Document passage |
I have done a lot of testing different steps to see what works and doesn't to try to figure it out. I am trying to Practice OOP with php. What I am doing is simple. I have a page that lets you add a new room to the database (So an insert) I have a config class for the database information, a database class for the connection and a function library for the inserts, updates deletes etc.

 

The following code works:

<?php>
require_once('class.Database.php');
$db = new Database();
$db->connect();
$sql = "INSERT INTO Rooms (Room_Id, Room_Name) VALUES ('','" .$roomname."')";
echo $sql;
mysql_query($sql) or die(mysql_error());
/*$DataManager = new DataManager();
$insert=$DataManager->addRoom($roomname);*/

echo "<p>";
echo "1 record added";
echo "<p><a href='CreateRooms.php'>Add Another Room</a>";
echo "<br><a href='maintenance.php'>Home</a>";

?>

 

But this is without my function library. If I modify the code to make the insert page to go through the function library (Which I will truncate for length) I get the following error:

 

 

Warning: mysql_query(): supplied argument is not a valid MySQL-Link resource in /home/.balderdash/wozer/public_html/class_lib.php on line 89

 

I change my insert page to be this:

<?php

$roomname = $_POST['RoomName'];

include_once('class_lib.php');

$DataManager = new DataManager();
$DataManager->addRoom($roomname);

echo "<p>";
echo "1 record added";
echo "<p><a href='CreateRooms.php'>Add Another Room</a>";
echo "<br><a href='maintenance.php'>Home</a>";

?>

 

and my function library looks like this:

 

<?php

require_once('class.Database.php');

class DataManager
{
    public function addRoom($roomname)

Data provided |
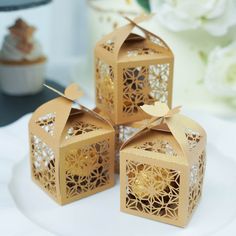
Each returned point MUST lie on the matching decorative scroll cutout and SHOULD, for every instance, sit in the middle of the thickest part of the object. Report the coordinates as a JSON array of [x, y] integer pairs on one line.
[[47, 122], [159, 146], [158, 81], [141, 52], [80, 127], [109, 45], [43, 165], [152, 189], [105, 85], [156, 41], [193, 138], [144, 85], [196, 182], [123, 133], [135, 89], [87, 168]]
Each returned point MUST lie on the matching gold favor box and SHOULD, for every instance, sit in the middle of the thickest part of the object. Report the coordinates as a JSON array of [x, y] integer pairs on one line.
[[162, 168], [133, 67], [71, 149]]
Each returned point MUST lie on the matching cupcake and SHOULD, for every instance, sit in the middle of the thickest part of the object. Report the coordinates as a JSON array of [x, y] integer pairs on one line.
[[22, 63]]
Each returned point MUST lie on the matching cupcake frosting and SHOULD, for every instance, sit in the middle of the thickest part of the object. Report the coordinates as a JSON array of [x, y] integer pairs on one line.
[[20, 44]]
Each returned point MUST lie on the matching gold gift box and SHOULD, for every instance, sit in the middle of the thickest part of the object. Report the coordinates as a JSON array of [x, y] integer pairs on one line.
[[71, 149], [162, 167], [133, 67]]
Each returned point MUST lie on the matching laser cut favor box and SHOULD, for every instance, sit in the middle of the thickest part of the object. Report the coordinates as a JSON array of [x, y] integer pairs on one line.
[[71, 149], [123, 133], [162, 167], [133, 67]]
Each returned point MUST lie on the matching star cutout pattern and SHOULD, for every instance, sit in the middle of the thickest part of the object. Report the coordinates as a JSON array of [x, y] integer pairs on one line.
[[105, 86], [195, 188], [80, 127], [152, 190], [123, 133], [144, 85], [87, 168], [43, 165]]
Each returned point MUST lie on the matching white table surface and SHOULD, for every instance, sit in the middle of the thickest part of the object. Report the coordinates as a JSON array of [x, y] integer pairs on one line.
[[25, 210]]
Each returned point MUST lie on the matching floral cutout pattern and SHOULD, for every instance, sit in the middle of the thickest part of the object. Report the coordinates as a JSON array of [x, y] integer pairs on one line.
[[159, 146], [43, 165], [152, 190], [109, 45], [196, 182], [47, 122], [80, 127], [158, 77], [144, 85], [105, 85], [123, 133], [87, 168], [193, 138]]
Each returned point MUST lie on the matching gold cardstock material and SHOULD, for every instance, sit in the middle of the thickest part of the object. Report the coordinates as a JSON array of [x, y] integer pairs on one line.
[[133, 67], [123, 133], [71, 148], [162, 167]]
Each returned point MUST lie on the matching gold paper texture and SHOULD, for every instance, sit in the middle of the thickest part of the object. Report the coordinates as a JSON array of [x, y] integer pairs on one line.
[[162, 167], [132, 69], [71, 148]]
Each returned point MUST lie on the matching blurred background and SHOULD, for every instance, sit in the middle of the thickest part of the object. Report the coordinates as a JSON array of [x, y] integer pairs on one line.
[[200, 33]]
--
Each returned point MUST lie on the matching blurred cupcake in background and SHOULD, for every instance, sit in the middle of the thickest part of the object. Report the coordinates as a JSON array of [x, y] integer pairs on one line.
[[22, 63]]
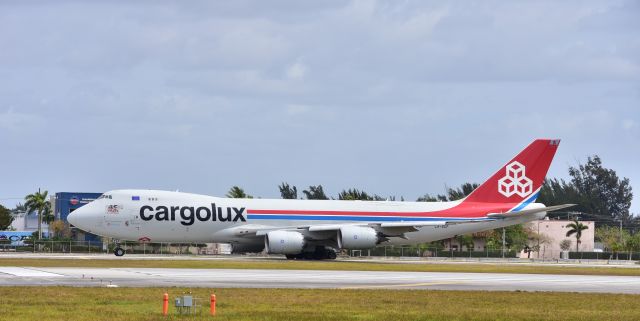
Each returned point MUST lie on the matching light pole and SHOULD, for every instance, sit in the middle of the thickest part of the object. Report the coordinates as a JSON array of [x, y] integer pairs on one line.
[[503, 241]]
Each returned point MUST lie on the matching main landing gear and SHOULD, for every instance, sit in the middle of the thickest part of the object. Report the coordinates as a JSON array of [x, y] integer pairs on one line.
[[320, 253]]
---
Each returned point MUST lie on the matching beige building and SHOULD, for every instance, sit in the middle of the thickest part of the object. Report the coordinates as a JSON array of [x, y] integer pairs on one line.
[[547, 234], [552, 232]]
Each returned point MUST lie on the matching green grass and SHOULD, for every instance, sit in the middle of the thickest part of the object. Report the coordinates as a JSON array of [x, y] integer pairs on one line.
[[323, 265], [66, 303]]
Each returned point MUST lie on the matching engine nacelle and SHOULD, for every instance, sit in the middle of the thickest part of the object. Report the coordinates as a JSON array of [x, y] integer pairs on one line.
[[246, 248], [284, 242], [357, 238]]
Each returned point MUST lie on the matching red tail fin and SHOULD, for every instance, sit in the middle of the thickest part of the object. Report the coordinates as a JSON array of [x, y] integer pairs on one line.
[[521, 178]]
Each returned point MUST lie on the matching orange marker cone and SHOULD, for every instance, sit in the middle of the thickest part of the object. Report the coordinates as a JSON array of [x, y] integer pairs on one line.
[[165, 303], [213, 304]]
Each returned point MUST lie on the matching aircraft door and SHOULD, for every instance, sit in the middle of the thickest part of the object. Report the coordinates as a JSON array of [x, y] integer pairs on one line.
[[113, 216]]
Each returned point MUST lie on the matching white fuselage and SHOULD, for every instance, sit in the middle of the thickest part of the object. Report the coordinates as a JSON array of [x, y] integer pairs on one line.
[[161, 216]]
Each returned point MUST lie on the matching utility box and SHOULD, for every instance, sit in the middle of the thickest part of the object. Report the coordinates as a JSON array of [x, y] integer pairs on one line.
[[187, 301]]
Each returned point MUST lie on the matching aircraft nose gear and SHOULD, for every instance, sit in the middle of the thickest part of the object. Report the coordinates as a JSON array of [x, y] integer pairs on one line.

Instruction | Reproduce verbatim the section of the PHP insert post that begins with the words containing "I have done" and ends with "updates deletes etc.".

Task result |
I have done a lot of testing different steps to see what works and doesn't to try to figure it out. I am trying to Practice OOP with php. What I am doing is simple. I have a page that lets you add a new room to the database (So an insert) I have a config class for the database information, a database class for the connection and a function library for the inserts, updates deletes etc.